WHAT TO WORK ON
Reproduce verbatim only the lines from the one containing "Reviewer note: see that each instance of the white robe" through the last line below, both included.

DATA FOR THIS EXERCISE
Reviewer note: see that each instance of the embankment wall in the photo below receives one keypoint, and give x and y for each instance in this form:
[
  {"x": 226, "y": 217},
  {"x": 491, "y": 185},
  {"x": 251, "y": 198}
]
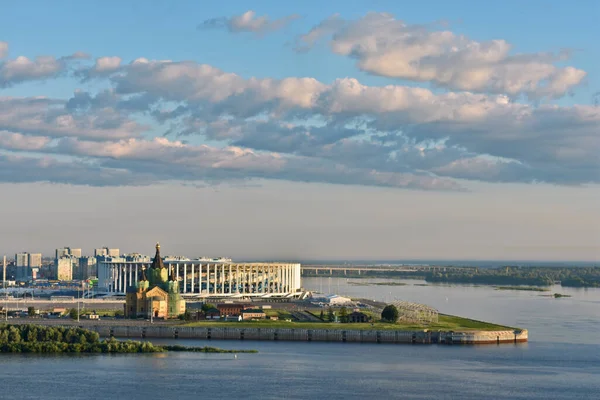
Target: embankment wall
[{"x": 316, "y": 335}]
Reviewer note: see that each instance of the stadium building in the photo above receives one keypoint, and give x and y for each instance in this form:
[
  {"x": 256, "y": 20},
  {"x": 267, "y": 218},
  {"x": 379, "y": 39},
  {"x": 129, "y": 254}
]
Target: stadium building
[{"x": 207, "y": 277}]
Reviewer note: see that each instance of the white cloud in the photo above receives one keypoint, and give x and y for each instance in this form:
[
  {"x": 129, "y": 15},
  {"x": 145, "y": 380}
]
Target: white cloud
[
  {"x": 48, "y": 117},
  {"x": 3, "y": 49},
  {"x": 302, "y": 129},
  {"x": 22, "y": 69},
  {"x": 383, "y": 45},
  {"x": 248, "y": 22}
]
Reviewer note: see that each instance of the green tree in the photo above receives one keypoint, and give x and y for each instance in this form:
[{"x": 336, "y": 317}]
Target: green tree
[
  {"x": 343, "y": 315},
  {"x": 390, "y": 313}
]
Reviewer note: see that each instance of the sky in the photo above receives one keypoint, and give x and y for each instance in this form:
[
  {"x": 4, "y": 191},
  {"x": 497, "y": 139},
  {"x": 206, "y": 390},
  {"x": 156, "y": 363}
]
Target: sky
[{"x": 302, "y": 130}]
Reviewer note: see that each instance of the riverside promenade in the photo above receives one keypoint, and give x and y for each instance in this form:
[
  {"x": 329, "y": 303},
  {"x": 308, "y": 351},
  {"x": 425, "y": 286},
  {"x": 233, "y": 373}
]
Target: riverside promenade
[{"x": 139, "y": 329}]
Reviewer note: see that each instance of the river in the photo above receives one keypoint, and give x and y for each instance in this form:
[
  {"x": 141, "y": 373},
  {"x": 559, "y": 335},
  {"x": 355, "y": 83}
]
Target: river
[{"x": 561, "y": 361}]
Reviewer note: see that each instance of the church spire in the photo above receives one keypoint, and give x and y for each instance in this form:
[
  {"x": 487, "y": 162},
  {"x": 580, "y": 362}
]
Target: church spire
[
  {"x": 143, "y": 278},
  {"x": 157, "y": 262}
]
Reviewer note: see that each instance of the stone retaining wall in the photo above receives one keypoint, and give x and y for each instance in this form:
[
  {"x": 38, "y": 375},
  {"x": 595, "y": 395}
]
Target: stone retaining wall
[{"x": 315, "y": 335}]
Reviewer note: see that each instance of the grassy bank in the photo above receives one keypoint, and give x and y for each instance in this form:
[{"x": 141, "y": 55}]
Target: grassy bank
[
  {"x": 524, "y": 288},
  {"x": 445, "y": 323}
]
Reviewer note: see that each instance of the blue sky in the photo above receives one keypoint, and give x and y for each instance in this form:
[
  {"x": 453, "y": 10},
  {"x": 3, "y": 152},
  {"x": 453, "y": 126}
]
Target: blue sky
[{"x": 380, "y": 102}]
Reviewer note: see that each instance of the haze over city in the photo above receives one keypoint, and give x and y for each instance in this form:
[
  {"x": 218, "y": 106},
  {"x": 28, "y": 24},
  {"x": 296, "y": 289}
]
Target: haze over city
[{"x": 312, "y": 130}]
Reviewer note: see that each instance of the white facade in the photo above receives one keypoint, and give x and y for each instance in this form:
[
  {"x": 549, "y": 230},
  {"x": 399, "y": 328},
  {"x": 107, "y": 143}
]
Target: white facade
[
  {"x": 35, "y": 260},
  {"x": 21, "y": 260},
  {"x": 106, "y": 252},
  {"x": 63, "y": 268},
  {"x": 67, "y": 251},
  {"x": 27, "y": 265},
  {"x": 209, "y": 278}
]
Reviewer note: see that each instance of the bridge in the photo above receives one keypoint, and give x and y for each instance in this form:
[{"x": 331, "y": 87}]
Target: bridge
[{"x": 331, "y": 270}]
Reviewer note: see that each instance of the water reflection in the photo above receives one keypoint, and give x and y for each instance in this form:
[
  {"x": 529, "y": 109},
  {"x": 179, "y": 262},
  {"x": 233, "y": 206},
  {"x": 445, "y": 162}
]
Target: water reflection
[{"x": 572, "y": 319}]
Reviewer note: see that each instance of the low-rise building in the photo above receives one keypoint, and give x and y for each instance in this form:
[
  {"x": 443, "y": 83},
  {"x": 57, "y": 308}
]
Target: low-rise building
[
  {"x": 358, "y": 316},
  {"x": 232, "y": 309},
  {"x": 251, "y": 314},
  {"x": 331, "y": 299}
]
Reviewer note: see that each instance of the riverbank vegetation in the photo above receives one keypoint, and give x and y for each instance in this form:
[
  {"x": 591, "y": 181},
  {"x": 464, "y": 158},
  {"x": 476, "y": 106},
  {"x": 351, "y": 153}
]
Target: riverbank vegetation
[
  {"x": 506, "y": 276},
  {"x": 523, "y": 288},
  {"x": 445, "y": 323},
  {"x": 51, "y": 339}
]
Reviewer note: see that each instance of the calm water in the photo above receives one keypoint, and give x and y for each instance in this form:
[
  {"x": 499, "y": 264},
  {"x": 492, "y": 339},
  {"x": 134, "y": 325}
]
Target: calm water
[{"x": 560, "y": 362}]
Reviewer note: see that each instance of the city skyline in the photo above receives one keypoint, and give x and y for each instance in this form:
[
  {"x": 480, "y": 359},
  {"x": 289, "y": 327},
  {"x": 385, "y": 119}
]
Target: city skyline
[{"x": 370, "y": 130}]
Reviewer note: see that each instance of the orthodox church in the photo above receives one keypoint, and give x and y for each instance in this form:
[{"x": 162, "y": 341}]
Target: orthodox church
[{"x": 155, "y": 292}]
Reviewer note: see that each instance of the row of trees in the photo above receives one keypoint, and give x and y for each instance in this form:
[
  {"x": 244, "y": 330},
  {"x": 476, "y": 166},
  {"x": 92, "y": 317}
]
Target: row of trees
[
  {"x": 343, "y": 315},
  {"x": 389, "y": 314},
  {"x": 50, "y": 339},
  {"x": 511, "y": 275}
]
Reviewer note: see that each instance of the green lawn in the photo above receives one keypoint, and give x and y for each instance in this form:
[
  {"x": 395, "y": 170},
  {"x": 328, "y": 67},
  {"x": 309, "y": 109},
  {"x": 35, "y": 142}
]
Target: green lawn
[{"x": 446, "y": 323}]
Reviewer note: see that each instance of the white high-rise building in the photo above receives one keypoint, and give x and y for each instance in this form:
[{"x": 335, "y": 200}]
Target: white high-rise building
[
  {"x": 63, "y": 268},
  {"x": 67, "y": 251},
  {"x": 35, "y": 260},
  {"x": 27, "y": 265},
  {"x": 22, "y": 266},
  {"x": 106, "y": 252}
]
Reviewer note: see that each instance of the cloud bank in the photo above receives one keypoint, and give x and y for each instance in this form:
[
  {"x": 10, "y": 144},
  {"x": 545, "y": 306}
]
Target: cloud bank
[
  {"x": 248, "y": 22},
  {"x": 159, "y": 120},
  {"x": 383, "y": 45}
]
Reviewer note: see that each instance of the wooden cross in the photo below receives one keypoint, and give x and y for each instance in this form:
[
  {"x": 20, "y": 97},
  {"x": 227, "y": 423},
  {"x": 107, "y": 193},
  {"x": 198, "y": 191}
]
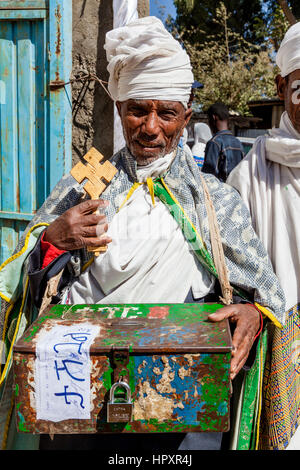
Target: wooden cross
[{"x": 98, "y": 176}]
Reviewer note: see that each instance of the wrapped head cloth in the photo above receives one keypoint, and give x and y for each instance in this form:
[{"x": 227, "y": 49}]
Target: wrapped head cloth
[
  {"x": 146, "y": 62},
  {"x": 288, "y": 55}
]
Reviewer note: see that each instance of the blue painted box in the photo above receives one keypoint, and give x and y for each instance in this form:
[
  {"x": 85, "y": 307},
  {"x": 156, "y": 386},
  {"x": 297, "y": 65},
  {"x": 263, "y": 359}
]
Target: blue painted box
[{"x": 174, "y": 359}]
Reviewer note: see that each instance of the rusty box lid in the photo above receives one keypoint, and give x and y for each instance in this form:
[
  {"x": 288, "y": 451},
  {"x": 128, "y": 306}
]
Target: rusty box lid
[{"x": 142, "y": 328}]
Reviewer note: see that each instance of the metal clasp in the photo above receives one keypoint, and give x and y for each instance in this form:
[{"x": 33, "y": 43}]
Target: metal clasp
[{"x": 120, "y": 412}]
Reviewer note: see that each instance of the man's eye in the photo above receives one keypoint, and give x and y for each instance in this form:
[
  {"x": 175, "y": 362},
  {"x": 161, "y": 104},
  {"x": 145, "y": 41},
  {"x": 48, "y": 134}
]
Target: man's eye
[
  {"x": 167, "y": 115},
  {"x": 138, "y": 112}
]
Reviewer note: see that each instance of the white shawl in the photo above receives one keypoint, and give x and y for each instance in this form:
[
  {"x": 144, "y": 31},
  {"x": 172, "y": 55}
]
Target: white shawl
[
  {"x": 268, "y": 180},
  {"x": 148, "y": 260}
]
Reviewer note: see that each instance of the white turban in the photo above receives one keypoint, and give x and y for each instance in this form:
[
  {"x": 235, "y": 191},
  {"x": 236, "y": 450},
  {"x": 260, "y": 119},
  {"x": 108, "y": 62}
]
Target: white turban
[
  {"x": 288, "y": 56},
  {"x": 146, "y": 62}
]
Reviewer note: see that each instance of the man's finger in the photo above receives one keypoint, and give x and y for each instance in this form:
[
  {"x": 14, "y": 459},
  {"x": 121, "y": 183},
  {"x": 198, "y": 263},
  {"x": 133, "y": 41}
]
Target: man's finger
[
  {"x": 91, "y": 205},
  {"x": 95, "y": 242},
  {"x": 92, "y": 219},
  {"x": 224, "y": 312}
]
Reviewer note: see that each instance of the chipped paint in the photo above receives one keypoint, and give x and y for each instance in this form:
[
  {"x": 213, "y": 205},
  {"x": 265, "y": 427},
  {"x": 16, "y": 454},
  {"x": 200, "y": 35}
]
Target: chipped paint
[
  {"x": 171, "y": 390},
  {"x": 153, "y": 405}
]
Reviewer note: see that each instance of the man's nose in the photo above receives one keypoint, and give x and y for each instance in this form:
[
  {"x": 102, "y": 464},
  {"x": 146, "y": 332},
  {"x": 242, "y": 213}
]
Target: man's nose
[{"x": 151, "y": 124}]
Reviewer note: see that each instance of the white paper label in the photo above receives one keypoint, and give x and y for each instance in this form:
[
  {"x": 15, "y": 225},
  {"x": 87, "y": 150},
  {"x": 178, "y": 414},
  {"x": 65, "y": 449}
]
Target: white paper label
[{"x": 63, "y": 371}]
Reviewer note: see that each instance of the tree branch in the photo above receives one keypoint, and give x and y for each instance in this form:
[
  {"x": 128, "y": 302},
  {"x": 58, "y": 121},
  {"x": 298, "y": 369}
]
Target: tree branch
[{"x": 287, "y": 12}]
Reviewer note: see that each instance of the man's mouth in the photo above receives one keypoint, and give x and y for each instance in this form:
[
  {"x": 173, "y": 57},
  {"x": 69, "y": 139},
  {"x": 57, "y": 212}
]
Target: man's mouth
[{"x": 149, "y": 145}]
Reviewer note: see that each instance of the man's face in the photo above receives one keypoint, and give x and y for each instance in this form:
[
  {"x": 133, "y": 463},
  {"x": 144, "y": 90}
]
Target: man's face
[
  {"x": 152, "y": 128},
  {"x": 288, "y": 89}
]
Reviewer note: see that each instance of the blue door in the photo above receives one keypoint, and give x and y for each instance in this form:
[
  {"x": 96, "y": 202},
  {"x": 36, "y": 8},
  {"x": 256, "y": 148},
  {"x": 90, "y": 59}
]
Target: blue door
[{"x": 35, "y": 109}]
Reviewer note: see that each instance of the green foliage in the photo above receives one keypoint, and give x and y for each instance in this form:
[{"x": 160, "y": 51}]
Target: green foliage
[{"x": 195, "y": 19}]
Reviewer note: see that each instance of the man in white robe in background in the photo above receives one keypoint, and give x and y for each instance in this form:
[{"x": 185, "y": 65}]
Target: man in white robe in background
[{"x": 268, "y": 180}]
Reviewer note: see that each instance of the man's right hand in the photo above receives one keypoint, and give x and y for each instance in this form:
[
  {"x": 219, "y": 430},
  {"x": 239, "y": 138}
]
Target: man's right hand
[{"x": 79, "y": 227}]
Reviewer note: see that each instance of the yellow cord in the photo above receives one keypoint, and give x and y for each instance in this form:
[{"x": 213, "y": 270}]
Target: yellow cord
[
  {"x": 260, "y": 393},
  {"x": 15, "y": 334}
]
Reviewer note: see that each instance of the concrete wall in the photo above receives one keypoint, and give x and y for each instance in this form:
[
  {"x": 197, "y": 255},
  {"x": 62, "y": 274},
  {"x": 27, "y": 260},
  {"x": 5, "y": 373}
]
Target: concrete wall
[{"x": 92, "y": 107}]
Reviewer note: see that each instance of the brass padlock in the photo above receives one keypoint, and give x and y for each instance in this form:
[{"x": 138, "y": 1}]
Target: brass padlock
[{"x": 119, "y": 412}]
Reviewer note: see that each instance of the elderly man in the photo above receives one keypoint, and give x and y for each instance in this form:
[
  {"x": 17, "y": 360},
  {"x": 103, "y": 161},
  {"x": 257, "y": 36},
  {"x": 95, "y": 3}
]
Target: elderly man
[
  {"x": 154, "y": 222},
  {"x": 269, "y": 182}
]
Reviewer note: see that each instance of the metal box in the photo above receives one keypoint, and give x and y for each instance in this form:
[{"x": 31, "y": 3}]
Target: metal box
[{"x": 175, "y": 361}]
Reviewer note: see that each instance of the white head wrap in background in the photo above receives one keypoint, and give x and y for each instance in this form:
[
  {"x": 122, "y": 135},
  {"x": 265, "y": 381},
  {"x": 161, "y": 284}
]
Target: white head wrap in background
[
  {"x": 288, "y": 55},
  {"x": 146, "y": 62}
]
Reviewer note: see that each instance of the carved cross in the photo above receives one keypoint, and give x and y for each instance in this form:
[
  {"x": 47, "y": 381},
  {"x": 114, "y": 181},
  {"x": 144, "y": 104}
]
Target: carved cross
[{"x": 98, "y": 176}]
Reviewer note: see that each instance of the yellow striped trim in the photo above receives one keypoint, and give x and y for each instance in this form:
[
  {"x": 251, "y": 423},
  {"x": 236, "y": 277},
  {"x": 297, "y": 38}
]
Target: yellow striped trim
[
  {"x": 260, "y": 393},
  {"x": 7, "y": 423},
  {"x": 130, "y": 193},
  {"x": 15, "y": 334},
  {"x": 87, "y": 264},
  {"x": 4, "y": 330},
  {"x": 268, "y": 314},
  {"x": 151, "y": 189},
  {"x": 181, "y": 208},
  {"x": 19, "y": 253},
  {"x": 5, "y": 298}
]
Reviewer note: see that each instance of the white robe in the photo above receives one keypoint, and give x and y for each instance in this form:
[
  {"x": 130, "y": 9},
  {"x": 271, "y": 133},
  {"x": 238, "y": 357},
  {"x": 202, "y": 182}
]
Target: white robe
[
  {"x": 268, "y": 180},
  {"x": 148, "y": 260}
]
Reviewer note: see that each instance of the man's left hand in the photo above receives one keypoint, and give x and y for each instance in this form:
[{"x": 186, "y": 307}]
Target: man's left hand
[{"x": 247, "y": 320}]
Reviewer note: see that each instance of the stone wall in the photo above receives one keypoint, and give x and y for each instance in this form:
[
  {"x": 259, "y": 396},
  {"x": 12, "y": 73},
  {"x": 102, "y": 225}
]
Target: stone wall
[{"x": 92, "y": 107}]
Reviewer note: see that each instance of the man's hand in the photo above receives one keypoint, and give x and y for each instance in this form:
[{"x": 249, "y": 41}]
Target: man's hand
[
  {"x": 79, "y": 227},
  {"x": 247, "y": 321}
]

RESPONSE TO THIS EXERCISE
Reviewer note: see that each instance of the white robe in the photo above receives one keypoint, and give x and y for each instance in this form:
[
  {"x": 130, "y": 9},
  {"x": 271, "y": 133},
  {"x": 238, "y": 357},
  {"x": 202, "y": 182}
]
Target: white robe
[
  {"x": 268, "y": 180},
  {"x": 148, "y": 260}
]
Reviewer note: see that each instance of the man's left hand in the photo above receives one keypoint, and give x and y for each instance in this form:
[{"x": 186, "y": 307}]
Target: man's left hand
[{"x": 247, "y": 320}]
Reviewer note: see that each instance of the stone wall in the photo above receives one keypoint, and give x and y for each instance in this form:
[
  {"x": 259, "y": 396},
  {"x": 12, "y": 73},
  {"x": 102, "y": 225}
]
Target: stone wall
[{"x": 92, "y": 107}]
Reviewer note: see that each instance of the man's hand in the photo above receives one keypoint, and give x and y for each instance in this form:
[{"x": 249, "y": 41}]
Target: man's hand
[
  {"x": 79, "y": 227},
  {"x": 247, "y": 321}
]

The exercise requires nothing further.